**TASK TO COMPLETE:** Copy out every record below, word for word.

**SUPPLIED ENTRIES:**
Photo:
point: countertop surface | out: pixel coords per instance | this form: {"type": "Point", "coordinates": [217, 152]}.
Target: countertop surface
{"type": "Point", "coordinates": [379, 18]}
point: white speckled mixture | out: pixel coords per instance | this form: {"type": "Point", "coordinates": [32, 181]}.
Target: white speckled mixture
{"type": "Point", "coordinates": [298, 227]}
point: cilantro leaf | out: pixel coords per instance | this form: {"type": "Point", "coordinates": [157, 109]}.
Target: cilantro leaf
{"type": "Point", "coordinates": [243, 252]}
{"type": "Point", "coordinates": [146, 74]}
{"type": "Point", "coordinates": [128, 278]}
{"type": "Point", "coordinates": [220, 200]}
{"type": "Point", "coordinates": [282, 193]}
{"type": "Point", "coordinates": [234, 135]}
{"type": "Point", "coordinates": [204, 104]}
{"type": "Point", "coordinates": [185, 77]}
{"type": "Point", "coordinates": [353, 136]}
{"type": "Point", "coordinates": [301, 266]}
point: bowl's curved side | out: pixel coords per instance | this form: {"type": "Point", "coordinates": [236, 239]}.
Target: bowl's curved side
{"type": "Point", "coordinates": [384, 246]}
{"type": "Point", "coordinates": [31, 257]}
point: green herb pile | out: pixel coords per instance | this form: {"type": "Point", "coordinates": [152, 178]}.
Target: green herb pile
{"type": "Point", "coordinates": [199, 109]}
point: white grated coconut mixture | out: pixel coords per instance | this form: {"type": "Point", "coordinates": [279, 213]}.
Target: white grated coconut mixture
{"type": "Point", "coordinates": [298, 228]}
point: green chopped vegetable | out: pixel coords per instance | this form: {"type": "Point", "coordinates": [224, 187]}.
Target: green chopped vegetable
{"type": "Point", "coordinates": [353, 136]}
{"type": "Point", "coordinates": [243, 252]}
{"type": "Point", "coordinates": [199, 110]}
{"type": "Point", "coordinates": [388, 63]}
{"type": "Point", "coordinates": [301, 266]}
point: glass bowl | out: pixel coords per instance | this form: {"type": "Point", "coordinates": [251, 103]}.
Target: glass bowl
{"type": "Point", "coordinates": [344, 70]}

**FINAL RESULT:**
Photo:
point: countertop surface | out: pixel coords per instance | this form: {"type": "Point", "coordinates": [217, 152]}.
Target: countertop surface
{"type": "Point", "coordinates": [379, 18]}
point: white speckled mixture | out: pixel coords per instance | this form: {"type": "Point", "coordinates": [32, 181]}.
Target: white speckled mixture
{"type": "Point", "coordinates": [298, 227]}
point: cilantro leaf | out: pixel coords per instance | this form: {"type": "Point", "coordinates": [157, 109]}.
Target: cilantro leaf
{"type": "Point", "coordinates": [243, 252]}
{"type": "Point", "coordinates": [146, 74]}
{"type": "Point", "coordinates": [128, 278]}
{"type": "Point", "coordinates": [220, 200]}
{"type": "Point", "coordinates": [282, 193]}
{"type": "Point", "coordinates": [234, 135]}
{"type": "Point", "coordinates": [204, 104]}
{"type": "Point", "coordinates": [185, 77]}
{"type": "Point", "coordinates": [353, 136]}
{"type": "Point", "coordinates": [301, 266]}
point: bowl's curved side | out: pixel coords per instance | this form: {"type": "Point", "coordinates": [236, 239]}.
Target: bowl's curved side
{"type": "Point", "coordinates": [384, 246]}
{"type": "Point", "coordinates": [31, 257]}
point: green herb pile | out: pixel coords per instance | this form: {"type": "Point", "coordinates": [152, 178]}.
Target: green herb pile
{"type": "Point", "coordinates": [199, 109]}
point: white grated coconut mixture | out: pixel coords per instance | this form: {"type": "Point", "coordinates": [279, 213]}.
Target: white grated coconut mixture
{"type": "Point", "coordinates": [298, 228]}
point: green chopped vegetable | out: pixel coords per instance | this form: {"type": "Point", "coordinates": [224, 187]}.
Target: green chopped vegetable
{"type": "Point", "coordinates": [353, 136]}
{"type": "Point", "coordinates": [243, 252]}
{"type": "Point", "coordinates": [199, 110]}
{"type": "Point", "coordinates": [388, 63]}
{"type": "Point", "coordinates": [301, 266]}
point: glass bowl | out: pixel coords per instance | this form: {"type": "Point", "coordinates": [251, 103]}.
Target: glass bowl
{"type": "Point", "coordinates": [344, 70]}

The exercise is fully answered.